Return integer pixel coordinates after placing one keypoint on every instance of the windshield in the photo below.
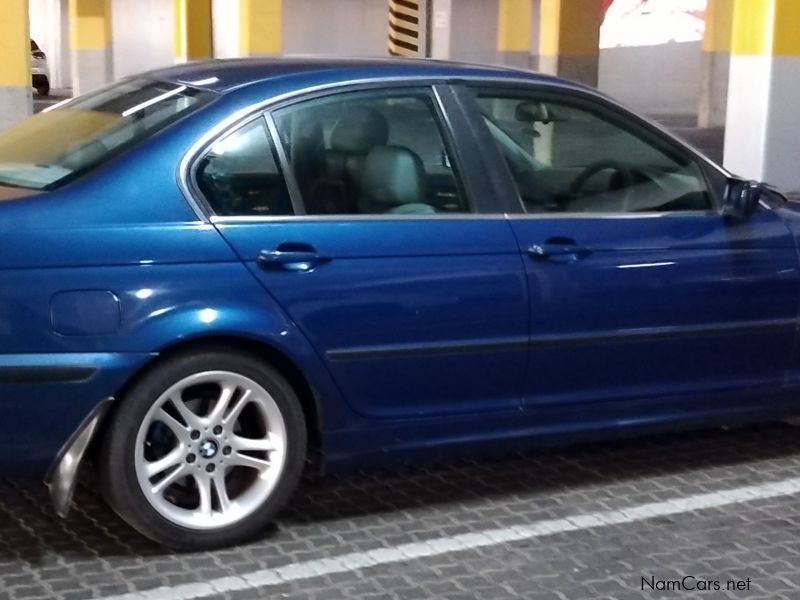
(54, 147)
...
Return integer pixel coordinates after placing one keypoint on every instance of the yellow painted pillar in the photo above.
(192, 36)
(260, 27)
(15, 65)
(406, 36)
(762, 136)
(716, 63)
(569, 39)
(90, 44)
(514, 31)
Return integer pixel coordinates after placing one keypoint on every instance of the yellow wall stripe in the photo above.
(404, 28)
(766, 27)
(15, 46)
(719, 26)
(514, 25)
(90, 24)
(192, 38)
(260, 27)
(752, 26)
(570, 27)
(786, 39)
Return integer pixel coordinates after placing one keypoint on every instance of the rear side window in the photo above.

= YOUR TASK =
In the listing, change "keypoint" to "marker" from the line with "stripe in the photo above." to the line with "window in the photo above.". Leave everything else in those lines the same, and give back only those lines.

= PROBLEM SOLUTION =
Return integer pixel coordinates after placing one marker on every instance of the yellow wall stripe in the photo above.
(404, 28)
(766, 27)
(15, 46)
(719, 26)
(514, 25)
(90, 24)
(192, 38)
(260, 27)
(752, 26)
(570, 27)
(786, 39)
Return integer pixel coordinates after placing one marker on every instance of the rear side window in the photo above.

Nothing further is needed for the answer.